Exercise brief: Look through the entries below and extract exactly the lines from the one containing "Target: wooden barrel" through the one containing "Target: stacked barrel row", ends included.

Data provided:
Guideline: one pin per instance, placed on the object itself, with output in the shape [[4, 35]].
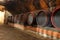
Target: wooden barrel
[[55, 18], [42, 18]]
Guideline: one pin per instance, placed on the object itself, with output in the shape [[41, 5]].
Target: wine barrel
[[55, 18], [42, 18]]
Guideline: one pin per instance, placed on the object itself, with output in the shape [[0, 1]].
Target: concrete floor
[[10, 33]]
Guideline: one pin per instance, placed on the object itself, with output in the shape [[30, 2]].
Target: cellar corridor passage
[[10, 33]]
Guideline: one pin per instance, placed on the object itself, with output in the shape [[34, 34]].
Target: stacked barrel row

...

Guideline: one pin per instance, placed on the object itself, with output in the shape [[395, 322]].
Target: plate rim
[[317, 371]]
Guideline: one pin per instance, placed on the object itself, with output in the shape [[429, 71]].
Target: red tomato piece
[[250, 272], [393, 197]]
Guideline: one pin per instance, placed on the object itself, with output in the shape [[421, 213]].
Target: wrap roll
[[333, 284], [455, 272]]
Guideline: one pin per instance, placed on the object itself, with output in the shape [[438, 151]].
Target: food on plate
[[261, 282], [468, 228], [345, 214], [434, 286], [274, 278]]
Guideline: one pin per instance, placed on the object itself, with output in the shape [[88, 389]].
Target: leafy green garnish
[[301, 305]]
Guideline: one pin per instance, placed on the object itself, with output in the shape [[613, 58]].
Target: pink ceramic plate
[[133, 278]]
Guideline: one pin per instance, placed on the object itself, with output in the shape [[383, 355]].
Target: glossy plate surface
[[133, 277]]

---

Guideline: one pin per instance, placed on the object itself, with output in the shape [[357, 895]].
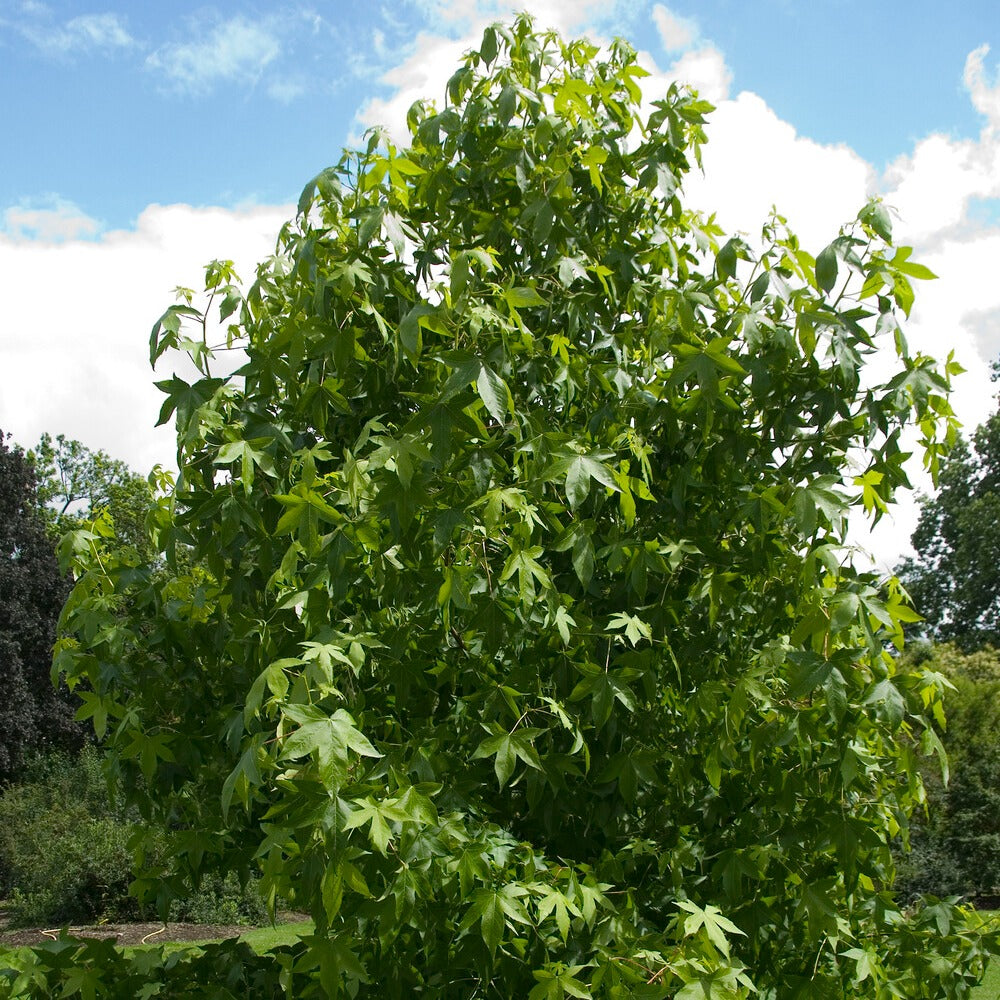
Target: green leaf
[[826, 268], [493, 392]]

Written answer:
Target: wooden barrel
[[55, 18], [42, 18]]
Guideline: one pin per instance, placed on the object itself, with output in the shape [[41, 5]].
Target: wine barrel
[[55, 18], [42, 18]]
Guideline: one pin per instance, placed on the object itself, with output in the shape [[0, 1]].
Target: concrete floor
[[10, 33]]
Guideline: one pin per instance, placed on the object itself, with output in the shape [[30, 2]].
Target: cellar corridor passage
[[10, 33]]
Guideline: one pin per instance, placed on the object itself, with output in the shape [[34, 34]].
Target: stacked barrel row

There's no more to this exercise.